**Task brief**
Identify each row below that contains the string "road", treating uppercase and lowercase as different, and copy every such row in full.

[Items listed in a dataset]
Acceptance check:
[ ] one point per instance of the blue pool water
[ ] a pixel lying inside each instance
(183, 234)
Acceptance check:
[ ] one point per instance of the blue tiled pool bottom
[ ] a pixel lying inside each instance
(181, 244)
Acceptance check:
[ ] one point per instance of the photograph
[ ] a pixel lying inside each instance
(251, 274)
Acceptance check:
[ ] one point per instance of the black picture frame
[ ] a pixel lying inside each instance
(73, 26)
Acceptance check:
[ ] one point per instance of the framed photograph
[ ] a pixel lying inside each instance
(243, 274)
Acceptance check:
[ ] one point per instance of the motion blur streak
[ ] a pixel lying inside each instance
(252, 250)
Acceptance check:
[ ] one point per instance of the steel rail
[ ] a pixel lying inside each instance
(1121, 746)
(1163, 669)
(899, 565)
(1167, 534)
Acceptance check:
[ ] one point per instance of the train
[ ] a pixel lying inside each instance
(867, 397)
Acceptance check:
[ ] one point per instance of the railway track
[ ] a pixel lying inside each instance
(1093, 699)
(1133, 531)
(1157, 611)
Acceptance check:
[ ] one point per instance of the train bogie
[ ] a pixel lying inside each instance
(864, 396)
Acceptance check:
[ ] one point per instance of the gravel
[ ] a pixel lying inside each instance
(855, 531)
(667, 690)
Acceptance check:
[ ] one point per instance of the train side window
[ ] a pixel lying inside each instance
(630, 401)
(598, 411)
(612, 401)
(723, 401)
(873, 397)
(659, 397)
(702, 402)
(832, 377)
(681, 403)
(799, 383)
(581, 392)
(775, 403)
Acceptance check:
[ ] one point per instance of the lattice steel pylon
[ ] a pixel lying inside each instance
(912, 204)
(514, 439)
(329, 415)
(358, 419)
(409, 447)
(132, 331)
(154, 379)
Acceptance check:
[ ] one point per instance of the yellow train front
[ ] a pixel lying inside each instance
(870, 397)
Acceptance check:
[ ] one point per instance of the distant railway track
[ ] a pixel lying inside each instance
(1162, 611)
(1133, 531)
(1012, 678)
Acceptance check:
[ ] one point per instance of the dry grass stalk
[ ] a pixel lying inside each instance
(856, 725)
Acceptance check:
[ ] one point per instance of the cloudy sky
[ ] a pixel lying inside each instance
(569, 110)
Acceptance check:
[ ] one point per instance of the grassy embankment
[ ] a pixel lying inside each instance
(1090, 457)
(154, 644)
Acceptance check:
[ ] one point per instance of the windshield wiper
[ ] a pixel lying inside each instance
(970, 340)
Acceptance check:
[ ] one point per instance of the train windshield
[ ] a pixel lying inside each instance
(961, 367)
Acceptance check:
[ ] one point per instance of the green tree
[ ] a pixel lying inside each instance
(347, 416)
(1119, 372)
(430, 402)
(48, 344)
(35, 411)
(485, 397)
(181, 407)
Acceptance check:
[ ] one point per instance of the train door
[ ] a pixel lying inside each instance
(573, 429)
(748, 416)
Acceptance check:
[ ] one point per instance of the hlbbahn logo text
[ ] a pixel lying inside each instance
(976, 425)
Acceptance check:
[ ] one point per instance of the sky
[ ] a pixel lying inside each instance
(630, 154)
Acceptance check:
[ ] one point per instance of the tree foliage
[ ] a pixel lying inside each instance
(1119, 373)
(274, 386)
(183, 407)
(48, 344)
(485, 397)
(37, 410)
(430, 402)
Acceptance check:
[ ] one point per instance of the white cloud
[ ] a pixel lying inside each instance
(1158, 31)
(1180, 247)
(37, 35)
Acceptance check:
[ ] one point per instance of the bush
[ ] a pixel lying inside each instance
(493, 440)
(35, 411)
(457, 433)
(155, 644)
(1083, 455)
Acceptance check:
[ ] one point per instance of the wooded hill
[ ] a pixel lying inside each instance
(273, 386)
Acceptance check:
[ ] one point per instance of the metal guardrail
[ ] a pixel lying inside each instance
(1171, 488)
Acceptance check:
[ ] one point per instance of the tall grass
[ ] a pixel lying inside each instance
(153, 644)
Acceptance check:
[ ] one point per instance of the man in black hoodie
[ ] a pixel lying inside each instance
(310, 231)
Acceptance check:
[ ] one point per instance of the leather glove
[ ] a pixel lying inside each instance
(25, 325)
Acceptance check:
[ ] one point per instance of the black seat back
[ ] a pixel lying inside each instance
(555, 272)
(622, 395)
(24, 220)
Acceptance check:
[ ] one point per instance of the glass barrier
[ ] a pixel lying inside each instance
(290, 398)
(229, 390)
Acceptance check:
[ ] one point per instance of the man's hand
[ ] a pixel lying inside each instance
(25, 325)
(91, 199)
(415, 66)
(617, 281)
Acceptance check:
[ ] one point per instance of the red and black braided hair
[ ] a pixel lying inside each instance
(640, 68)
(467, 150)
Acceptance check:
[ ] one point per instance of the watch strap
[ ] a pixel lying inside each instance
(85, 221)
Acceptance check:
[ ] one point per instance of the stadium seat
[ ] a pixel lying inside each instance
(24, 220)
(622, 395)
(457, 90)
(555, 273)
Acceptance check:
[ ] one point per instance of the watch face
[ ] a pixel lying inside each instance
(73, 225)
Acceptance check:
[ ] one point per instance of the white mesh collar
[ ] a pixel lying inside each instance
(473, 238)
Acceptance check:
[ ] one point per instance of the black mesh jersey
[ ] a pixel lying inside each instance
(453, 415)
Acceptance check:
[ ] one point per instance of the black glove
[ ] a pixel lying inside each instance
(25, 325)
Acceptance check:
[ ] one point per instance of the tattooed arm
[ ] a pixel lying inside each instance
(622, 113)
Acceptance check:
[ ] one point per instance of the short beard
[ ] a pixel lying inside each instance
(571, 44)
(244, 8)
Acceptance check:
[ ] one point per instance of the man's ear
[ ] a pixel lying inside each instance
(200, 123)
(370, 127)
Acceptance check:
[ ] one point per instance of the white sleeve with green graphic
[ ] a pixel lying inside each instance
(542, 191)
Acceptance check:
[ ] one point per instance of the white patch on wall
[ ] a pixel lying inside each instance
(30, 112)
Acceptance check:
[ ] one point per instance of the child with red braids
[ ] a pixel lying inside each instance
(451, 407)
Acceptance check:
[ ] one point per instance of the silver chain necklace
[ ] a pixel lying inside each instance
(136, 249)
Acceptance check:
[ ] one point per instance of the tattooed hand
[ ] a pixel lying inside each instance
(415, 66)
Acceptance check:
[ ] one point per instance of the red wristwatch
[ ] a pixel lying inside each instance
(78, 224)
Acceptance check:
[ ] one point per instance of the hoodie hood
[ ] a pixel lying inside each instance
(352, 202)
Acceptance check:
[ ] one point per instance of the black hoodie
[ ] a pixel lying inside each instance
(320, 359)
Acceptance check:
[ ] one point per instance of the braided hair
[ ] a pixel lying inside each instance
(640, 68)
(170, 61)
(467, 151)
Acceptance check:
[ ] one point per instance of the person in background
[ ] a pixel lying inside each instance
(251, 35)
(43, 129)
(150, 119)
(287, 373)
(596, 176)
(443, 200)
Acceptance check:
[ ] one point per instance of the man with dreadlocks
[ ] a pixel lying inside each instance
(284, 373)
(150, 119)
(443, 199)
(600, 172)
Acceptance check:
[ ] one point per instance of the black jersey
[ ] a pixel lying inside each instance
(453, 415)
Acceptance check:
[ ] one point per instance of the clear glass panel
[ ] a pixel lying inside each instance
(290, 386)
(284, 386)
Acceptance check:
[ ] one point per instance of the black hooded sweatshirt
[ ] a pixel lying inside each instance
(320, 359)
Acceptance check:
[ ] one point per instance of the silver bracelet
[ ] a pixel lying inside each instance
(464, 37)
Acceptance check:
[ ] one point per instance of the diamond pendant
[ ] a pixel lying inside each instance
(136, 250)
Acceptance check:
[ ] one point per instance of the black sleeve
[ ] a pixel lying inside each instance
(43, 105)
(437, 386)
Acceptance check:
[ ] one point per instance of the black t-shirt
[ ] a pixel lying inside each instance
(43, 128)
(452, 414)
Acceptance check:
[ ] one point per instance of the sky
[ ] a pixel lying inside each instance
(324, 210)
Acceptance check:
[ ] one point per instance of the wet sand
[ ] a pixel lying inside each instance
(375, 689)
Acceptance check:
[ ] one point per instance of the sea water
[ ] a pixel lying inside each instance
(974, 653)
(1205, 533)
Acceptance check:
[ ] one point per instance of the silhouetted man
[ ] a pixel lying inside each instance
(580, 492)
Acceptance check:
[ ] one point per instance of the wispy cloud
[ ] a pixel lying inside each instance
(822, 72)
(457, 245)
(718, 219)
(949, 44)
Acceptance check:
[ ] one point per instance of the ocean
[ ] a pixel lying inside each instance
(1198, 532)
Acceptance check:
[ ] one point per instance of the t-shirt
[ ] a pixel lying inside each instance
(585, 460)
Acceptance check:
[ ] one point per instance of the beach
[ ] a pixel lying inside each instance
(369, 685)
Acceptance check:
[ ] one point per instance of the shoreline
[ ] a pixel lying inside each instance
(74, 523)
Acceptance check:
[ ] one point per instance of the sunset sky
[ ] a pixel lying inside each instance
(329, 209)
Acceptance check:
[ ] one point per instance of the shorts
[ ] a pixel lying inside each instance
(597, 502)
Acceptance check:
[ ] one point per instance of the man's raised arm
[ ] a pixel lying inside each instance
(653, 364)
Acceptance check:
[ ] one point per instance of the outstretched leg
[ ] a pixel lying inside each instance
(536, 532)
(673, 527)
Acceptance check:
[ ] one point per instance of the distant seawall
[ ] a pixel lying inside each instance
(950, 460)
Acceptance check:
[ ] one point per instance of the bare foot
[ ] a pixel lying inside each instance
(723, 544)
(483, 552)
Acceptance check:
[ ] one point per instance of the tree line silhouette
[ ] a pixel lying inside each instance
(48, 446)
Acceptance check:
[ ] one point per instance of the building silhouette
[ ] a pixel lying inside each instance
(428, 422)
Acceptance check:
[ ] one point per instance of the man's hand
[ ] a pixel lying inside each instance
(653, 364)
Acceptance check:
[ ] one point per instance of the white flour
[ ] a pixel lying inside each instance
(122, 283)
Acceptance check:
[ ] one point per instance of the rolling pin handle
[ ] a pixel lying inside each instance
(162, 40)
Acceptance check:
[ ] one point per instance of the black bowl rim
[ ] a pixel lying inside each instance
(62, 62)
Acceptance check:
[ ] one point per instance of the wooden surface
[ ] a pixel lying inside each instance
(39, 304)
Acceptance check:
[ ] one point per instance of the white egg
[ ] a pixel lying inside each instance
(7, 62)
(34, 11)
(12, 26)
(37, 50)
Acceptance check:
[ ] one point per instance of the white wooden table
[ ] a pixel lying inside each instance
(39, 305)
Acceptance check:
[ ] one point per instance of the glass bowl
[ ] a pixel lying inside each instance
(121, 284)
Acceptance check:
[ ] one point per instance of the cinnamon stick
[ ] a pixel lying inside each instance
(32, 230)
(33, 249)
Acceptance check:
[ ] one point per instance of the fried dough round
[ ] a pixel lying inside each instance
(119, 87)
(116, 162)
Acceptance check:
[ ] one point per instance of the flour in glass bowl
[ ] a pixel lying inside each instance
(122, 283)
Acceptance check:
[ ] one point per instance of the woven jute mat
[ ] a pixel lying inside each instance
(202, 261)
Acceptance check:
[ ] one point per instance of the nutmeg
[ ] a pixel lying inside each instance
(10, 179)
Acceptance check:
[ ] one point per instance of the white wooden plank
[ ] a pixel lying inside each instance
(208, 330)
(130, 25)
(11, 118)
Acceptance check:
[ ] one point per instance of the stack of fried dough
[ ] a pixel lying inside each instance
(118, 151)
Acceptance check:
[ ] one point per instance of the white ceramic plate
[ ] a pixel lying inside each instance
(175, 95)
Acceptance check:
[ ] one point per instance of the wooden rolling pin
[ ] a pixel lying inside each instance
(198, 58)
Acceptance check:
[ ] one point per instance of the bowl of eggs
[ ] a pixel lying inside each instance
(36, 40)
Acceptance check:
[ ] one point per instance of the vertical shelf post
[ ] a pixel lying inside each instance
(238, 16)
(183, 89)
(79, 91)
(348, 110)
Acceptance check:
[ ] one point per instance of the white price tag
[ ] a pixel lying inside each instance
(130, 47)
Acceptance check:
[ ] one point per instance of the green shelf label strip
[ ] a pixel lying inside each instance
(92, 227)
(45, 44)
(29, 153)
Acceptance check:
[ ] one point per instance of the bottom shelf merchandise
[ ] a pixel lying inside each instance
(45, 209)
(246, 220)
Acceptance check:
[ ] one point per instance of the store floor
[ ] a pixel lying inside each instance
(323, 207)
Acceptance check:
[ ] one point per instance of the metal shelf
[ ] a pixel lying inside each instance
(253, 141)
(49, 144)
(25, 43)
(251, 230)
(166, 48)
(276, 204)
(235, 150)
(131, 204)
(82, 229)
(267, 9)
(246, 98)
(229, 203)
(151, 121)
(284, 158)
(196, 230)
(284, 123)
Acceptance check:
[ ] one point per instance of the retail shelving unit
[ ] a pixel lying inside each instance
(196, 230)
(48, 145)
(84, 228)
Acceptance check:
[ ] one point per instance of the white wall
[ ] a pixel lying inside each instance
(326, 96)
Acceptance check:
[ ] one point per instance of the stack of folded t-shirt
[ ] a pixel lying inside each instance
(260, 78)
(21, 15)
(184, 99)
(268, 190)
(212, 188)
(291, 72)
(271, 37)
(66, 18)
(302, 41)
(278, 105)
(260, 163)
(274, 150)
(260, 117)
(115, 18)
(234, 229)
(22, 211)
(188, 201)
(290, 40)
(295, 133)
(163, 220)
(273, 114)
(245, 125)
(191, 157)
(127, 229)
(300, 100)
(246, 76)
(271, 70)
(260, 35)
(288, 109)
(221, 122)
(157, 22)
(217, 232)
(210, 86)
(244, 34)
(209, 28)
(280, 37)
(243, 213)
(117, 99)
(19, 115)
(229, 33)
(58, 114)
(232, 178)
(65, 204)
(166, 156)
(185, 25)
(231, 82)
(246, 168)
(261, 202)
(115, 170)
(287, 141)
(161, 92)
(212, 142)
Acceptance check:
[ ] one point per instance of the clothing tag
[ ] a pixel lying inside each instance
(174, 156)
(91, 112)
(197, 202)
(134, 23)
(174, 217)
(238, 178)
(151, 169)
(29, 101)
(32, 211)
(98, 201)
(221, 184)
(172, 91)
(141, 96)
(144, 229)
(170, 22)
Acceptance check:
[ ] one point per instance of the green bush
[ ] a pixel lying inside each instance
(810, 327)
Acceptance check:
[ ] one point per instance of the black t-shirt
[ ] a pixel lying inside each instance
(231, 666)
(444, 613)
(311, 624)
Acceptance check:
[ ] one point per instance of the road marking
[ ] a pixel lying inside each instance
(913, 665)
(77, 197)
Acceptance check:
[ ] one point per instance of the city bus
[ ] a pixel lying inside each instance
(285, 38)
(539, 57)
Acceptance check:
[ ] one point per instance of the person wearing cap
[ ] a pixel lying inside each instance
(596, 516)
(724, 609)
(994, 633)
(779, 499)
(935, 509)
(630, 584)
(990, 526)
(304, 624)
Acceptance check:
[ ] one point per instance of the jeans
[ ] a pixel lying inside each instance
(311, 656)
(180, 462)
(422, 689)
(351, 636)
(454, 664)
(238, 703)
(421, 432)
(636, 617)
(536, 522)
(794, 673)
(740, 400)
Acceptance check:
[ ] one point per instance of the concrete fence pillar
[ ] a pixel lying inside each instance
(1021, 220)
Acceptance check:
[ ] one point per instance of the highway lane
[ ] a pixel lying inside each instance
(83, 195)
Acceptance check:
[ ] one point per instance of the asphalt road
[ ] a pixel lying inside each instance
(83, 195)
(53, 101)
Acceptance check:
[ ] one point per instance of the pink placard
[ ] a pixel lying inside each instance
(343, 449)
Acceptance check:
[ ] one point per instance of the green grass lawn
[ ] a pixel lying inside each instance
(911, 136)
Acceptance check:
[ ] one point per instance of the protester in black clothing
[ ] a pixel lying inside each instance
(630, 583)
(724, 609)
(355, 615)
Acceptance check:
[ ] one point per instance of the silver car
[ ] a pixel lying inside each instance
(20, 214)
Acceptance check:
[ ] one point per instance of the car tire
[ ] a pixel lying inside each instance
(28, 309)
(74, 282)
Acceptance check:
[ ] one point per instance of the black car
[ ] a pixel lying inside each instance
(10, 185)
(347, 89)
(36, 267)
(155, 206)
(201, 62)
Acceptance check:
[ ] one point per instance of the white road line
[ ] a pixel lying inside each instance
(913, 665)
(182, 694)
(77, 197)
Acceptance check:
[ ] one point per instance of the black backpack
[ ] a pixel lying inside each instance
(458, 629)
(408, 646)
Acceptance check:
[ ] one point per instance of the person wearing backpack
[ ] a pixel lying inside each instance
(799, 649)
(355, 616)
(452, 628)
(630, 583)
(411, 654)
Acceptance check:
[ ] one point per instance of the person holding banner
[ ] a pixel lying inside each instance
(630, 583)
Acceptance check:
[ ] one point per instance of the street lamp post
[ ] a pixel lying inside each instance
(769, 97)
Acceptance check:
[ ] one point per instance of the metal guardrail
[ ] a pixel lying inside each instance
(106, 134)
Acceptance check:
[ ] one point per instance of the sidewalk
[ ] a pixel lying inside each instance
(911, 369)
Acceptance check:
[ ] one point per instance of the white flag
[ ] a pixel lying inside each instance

**Expected answer**
[ ] one point per instance of the road marking
[ ] one point per instance of the asphalt road
[ ] one point per instance of the white road line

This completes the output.